>> Begin Recorded information
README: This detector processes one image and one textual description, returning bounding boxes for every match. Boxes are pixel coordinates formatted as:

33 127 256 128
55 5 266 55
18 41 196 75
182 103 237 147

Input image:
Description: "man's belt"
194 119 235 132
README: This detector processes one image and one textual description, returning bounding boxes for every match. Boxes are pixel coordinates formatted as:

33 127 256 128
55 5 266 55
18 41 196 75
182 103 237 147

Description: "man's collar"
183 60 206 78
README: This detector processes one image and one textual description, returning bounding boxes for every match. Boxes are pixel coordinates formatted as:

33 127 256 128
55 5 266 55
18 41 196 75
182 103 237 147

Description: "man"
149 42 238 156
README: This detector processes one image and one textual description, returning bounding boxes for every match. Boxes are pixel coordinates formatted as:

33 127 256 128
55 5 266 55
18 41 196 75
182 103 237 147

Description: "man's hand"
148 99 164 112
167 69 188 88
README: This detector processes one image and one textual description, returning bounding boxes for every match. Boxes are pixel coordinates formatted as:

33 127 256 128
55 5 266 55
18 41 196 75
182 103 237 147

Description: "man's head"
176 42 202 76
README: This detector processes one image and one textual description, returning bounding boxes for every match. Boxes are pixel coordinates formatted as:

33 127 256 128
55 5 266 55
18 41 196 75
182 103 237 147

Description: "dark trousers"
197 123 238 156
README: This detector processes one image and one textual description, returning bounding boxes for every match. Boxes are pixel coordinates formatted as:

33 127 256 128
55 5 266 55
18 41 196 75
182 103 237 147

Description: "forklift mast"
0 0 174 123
>> End Recorded information
Print every item above again, character for character, with nothing added or changed.

README: This detector processes one image and one textual description, returning bounding boxes for every match. Boxes are pixel coordinates formatted as:

33 127 256 128
55 5 266 55
18 41 196 75
182 103 237 147

Input image:
Description: "man's belt"
194 119 235 132
README: This detector processes one image and one textual description, returning bounding boxes for every match. Boxes are pixel coordinates formatted as:

33 127 256 128
55 5 266 55
18 41 196 75
182 103 237 147

Description: "man's collar"
183 60 206 78
README: This detector processes one image and one textual description, returning bounding boxes for every match. Boxes are pixel coordinates formatted as:

33 127 256 128
55 5 266 55
18 41 196 75
182 103 237 147

Description: "man"
149 42 238 156
README: This detector processes one image and one textual description, returning bounding boxes for every match. Boxes are pixel coordinates formatted as:

33 127 256 128
55 5 266 55
18 41 196 75
182 103 237 147

Description: "man's hand"
148 99 164 112
167 69 188 88
README: This detector processes one image and one textual description, returning bounding boxes for every match. Boxes are pixel coordinates formatted as:

33 127 256 128
55 5 266 55
18 41 196 75
182 103 237 147

Description: "man's head"
176 42 202 76
README: This detector processes one image and one textual description, returning bounding boxes for every match. Boxes are pixel coordinates formatted as:

33 127 256 128
55 5 266 55
18 41 196 75
182 103 237 147

Description: "dark trousers"
197 123 238 156
README: This detector processes one image and one textual description, returning bounding boxes for every match. Boxes are pixel coordinates formatted as:

33 127 256 128
55 5 266 55
18 41 196 75
182 103 237 147

Description: "forklift mast"
0 0 174 123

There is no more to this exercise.